■ **ACTIVITY**: For the data below, please report each line where the word "right" is found.
---------- EXERCISE INPUT
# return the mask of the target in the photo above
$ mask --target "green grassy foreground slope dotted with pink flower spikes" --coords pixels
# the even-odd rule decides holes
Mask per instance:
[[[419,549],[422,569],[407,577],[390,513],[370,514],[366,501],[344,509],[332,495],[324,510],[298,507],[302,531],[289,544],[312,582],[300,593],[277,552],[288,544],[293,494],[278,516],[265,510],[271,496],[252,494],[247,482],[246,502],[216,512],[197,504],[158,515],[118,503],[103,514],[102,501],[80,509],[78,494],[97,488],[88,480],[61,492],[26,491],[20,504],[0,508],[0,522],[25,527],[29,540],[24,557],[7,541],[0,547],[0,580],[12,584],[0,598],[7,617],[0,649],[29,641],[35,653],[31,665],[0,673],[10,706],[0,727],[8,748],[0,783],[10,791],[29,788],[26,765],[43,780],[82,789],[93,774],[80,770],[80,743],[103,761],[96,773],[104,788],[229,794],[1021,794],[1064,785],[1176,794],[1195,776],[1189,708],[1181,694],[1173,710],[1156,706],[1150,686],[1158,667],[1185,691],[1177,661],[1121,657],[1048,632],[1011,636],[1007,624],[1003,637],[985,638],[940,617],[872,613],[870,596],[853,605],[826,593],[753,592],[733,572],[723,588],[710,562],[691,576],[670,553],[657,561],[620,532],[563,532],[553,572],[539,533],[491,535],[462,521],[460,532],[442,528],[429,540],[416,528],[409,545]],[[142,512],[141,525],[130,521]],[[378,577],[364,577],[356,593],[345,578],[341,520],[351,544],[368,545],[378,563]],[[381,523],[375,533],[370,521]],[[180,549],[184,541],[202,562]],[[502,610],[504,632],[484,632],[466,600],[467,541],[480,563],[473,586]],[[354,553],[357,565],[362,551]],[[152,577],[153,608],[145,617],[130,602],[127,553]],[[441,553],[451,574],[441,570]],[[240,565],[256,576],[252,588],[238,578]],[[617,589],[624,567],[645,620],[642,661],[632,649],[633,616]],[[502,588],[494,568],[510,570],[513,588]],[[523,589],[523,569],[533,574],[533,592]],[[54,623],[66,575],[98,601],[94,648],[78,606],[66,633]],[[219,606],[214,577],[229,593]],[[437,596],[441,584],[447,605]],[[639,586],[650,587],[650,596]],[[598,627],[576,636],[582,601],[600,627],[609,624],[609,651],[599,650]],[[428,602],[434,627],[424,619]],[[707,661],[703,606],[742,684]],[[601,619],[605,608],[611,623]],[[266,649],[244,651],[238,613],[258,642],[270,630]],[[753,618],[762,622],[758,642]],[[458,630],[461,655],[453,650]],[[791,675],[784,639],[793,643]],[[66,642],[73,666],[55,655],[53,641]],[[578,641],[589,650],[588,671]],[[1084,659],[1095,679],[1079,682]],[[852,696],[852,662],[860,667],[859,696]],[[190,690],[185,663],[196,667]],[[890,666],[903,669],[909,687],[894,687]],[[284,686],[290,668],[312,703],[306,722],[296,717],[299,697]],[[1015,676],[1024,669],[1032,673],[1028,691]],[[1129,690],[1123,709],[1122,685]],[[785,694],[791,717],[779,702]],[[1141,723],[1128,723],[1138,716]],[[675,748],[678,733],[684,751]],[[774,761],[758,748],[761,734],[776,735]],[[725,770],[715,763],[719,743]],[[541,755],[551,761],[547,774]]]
--------------------
---------- EXERCISE INPUT
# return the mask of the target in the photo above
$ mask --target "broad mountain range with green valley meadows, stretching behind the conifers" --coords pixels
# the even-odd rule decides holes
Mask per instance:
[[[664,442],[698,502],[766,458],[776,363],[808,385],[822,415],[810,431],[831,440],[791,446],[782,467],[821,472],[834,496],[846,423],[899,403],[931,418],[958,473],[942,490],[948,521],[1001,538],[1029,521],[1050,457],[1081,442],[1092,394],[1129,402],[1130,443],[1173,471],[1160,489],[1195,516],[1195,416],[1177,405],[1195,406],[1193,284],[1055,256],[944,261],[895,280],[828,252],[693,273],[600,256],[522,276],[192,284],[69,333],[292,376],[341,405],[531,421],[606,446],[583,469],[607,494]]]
--------------------
---------- EXERCISE INPUT
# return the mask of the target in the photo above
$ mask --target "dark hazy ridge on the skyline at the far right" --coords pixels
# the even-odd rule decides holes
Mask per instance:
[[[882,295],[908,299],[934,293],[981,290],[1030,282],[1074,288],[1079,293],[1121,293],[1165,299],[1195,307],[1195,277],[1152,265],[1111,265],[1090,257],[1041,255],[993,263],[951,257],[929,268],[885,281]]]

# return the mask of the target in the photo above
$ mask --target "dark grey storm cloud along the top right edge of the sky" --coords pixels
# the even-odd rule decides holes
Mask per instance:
--------------------
■ **REPLY TO THE EXERCISE**:
$ mask --target "dark hazy ridge on the skyline at the far right" --coords pixels
$ mask --target "dark grey storm cloud along the top right edge of the sky" --coords pixels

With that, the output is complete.